Work request >>
Verbatim copy, images omitted: return the full listing.

----- Input records

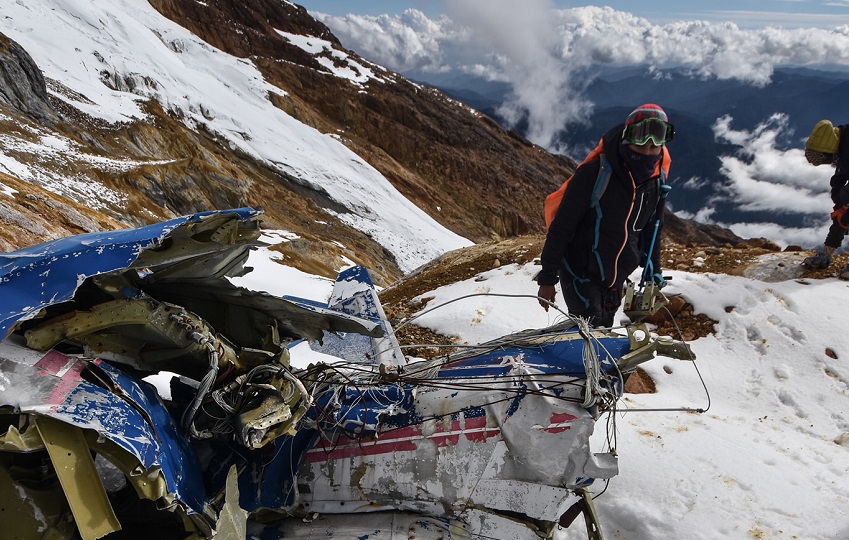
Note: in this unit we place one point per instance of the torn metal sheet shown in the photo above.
(491, 441)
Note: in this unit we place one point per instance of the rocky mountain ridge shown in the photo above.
(477, 179)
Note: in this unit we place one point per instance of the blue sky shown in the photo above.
(744, 13)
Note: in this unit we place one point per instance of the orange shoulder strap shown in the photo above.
(552, 200)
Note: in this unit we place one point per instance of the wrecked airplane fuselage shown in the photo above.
(492, 441)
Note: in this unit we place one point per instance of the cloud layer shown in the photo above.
(544, 52)
(763, 178)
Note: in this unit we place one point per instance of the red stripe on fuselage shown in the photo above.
(404, 439)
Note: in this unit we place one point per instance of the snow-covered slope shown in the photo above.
(80, 45)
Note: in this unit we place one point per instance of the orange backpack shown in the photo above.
(552, 201)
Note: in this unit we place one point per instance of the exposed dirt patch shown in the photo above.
(683, 322)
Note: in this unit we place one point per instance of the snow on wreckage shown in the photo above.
(491, 441)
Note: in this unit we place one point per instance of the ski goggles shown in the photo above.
(650, 129)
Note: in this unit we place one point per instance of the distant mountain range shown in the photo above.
(693, 104)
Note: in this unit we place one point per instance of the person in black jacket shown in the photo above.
(825, 146)
(593, 247)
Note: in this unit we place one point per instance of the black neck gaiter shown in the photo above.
(641, 166)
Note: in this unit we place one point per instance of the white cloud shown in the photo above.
(765, 179)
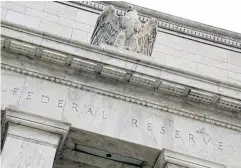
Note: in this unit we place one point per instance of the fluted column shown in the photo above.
(31, 141)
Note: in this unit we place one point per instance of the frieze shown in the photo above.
(60, 104)
(123, 75)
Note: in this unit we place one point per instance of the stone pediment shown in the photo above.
(126, 32)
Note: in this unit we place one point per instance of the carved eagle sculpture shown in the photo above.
(126, 32)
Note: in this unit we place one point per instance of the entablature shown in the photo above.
(118, 65)
(170, 23)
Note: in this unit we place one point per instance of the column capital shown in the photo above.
(40, 123)
(171, 159)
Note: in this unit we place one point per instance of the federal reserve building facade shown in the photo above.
(90, 84)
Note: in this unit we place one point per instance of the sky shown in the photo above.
(225, 14)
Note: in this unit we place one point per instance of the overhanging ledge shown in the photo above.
(168, 158)
(10, 115)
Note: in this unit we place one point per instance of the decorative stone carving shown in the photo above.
(126, 32)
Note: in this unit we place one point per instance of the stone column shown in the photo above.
(32, 141)
(171, 159)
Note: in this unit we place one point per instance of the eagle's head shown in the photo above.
(129, 8)
(153, 21)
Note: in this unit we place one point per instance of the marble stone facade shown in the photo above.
(66, 103)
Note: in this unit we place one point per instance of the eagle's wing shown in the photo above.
(147, 37)
(107, 27)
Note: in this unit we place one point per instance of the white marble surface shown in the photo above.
(26, 147)
(131, 122)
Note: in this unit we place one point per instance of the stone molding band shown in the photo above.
(176, 24)
(122, 75)
(122, 97)
(113, 53)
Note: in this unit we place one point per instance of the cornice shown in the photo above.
(120, 74)
(127, 56)
(119, 96)
(172, 23)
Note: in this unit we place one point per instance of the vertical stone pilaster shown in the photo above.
(171, 159)
(32, 141)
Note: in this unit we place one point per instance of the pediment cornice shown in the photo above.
(170, 23)
(119, 65)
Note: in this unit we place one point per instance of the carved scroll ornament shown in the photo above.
(126, 32)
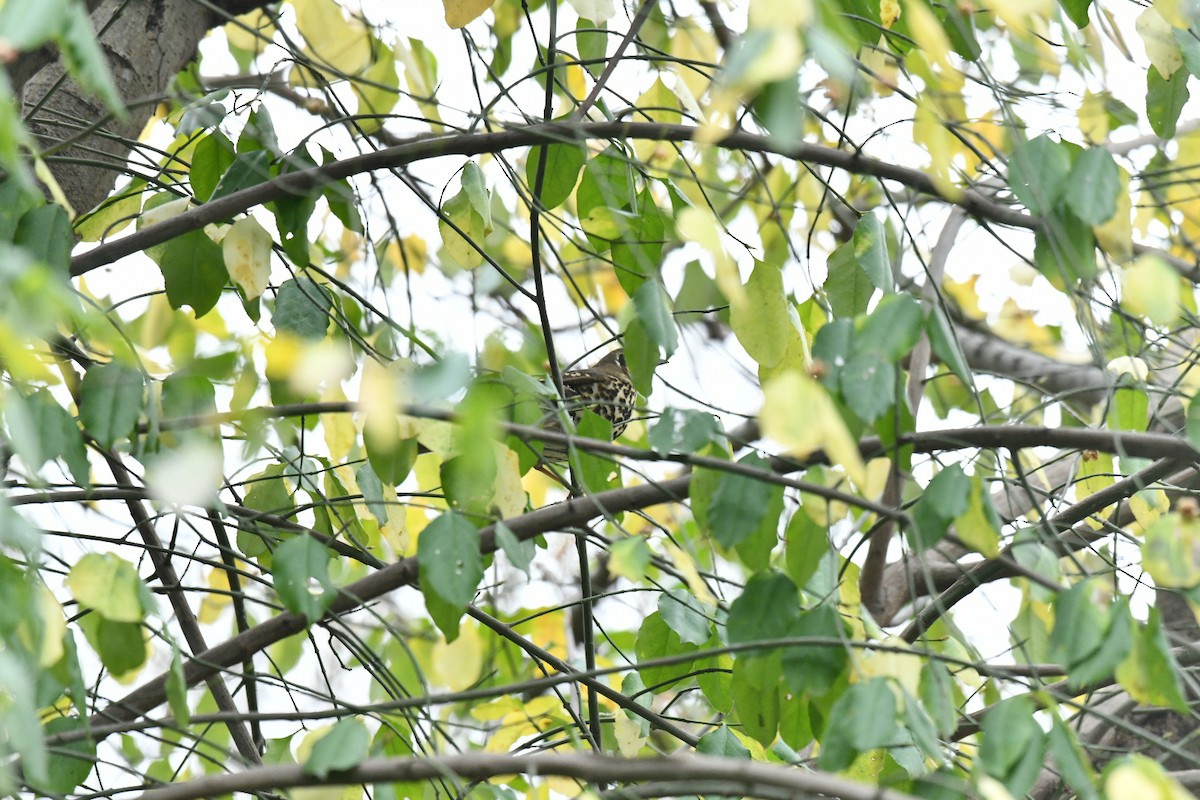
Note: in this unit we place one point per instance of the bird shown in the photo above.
(605, 389)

----------

Reply >>
Note: in this unit we place one point per instance of the torn metal sheet shown in the photo above.
(491, 441)
Note: in this unit we place one point per instance of the rocky mountain ridge shown in the photo above.
(477, 179)
Note: in this unit we place one point per instance of the blue sky shown in the photo above.
(744, 13)
Note: in this unit we place one point per instance of the orange shoulder strap shown in the photo above.
(552, 200)
Note: in this unit we place one point per instance of the wrecked airplane fuselage shown in the photo above.
(492, 441)
Note: in this unit we place one point per instance of the cloud layer shown in the photo above.
(544, 52)
(763, 178)
Note: in this unit we place one point per instance of the red stripe on fuselage shown in the photo above.
(404, 439)
Note: in this unit we place one point per instance of the snow-covered slope shown in the photo above.
(80, 45)
Note: in this unit we place one point per instance of the orange backpack shown in the photo above.
(552, 201)
Note: in this unit we place one point per instance of the exposed dirt patch shown in the photo above.
(683, 322)
Note: in this unit we place one point per instance of the snow on wreckage shown in the photo above.
(491, 441)
Note: in this unit we place one point per instance of the ski goggles shown in the photo above.
(650, 129)
Note: in this unit we place one point per instance of the distant mountain range shown in the photo above.
(693, 104)
Note: in this unit we place one point per instance of the person in black jacket shown in the photo above.
(825, 146)
(593, 247)
Note: in this unit we place one point per instance of the black neck gaiter shown in the photo above.
(641, 166)
Note: in this unit we place one point per instance of the white cloud shown in the photo above.
(765, 179)
Note: in this unit we place one point per instance of the fluted column shown in the photo above.
(31, 141)
Note: in this unit we place one point per instance of the frieze shown in the photo above.
(60, 104)
(123, 75)
Note: in this unit we place one point per instance of the stone pediment shown in the photo above.
(126, 32)
Note: in this unit we place one point per instance of the carved eagle sculpture shown in the photo above.
(126, 32)
Note: in this unit we place one point per instance of the entablature shown in the photo above.
(118, 65)
(170, 23)
Note: in this unit we place one point per instance of the column capital shown in the photo above.
(40, 123)
(171, 159)
Note: in this unit we place one point per instance of the federal reserve building facade shown in the photo above.
(90, 84)
Note: in this unit we place one point per instance of the sky shown in the photo above.
(225, 14)
Note: in this unit we place one point per instance of the overhanging ledge shown in the photo above.
(168, 158)
(10, 115)
Note: in this unit we place one point per instance of the decorative stone carving shown in the photo above.
(126, 32)
Note: in this unit we place one point per instance of the stone column shown in the photo above.
(32, 141)
(171, 159)
Note: in this unit we place one point per instance of the eagle's head shown in the photo above.
(129, 8)
(153, 21)
Note: in this unit we place one point per instance of the marble stone facade shown in the photo above.
(66, 103)
Note: in this unit we place one point per instance of the eagle's wing shown in the photo above.
(147, 37)
(107, 27)
Note: in this unit we place one point per instance of the white marble surface shown in the photo above.
(26, 147)
(131, 122)
Note: in this unit we place one point per instance of the stone molding band shown in the photo above.
(176, 24)
(122, 75)
(122, 97)
(113, 53)
Note: in this unit we place one point per instance of the cornice shown in the photo above.
(120, 74)
(127, 56)
(119, 96)
(172, 23)
Note: in this unit we place one point per instance of the vertical stone pilaster shown in the photo above.
(171, 159)
(32, 141)
Note: in this unit we place one point per instance of the pediment cornice shown in the photo above.
(170, 23)
(119, 65)
Note: in this unit we place one point per instance of the carved scroll ornament shown in the photo above.
(126, 32)
Note: in this unit we place one point per instance of the bird shown in the photo above.
(605, 389)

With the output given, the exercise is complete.